WORKING DATA:

+-------+

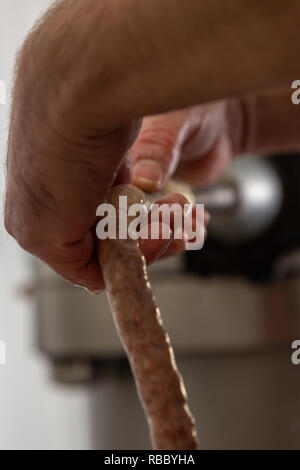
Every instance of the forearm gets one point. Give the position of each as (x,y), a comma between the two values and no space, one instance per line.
(120,59)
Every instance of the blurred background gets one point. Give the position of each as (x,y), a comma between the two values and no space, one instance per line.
(232,311)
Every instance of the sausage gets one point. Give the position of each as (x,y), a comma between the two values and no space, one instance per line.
(148,347)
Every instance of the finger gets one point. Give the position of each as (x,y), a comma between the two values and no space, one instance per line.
(156,152)
(154,249)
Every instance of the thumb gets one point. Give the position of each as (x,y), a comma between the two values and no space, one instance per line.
(156,152)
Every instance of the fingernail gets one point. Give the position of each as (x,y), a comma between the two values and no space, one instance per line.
(207,217)
(148,175)
(95,291)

+-------+

EXERCISE OBJECTIVE: Rewrite the rows above from the line containing "Every instance of the thumb" through the end of the rows, keeping the requests, and scale every x and y coordinate in the answers by 1.35, rounding to the nearest whole number with halves rounded up.

EXERCISE OUTPUT:
Every instance of the thumb gets one point. Give the position of each as (x,y), a comma between the two values and no space, one instance per line.
(211,205)
Every instance of the fingernail gets one point. Give the position of each as (x,y), a comma between the two values and no space, one instance per line.
(279,293)
(200,236)
(128,393)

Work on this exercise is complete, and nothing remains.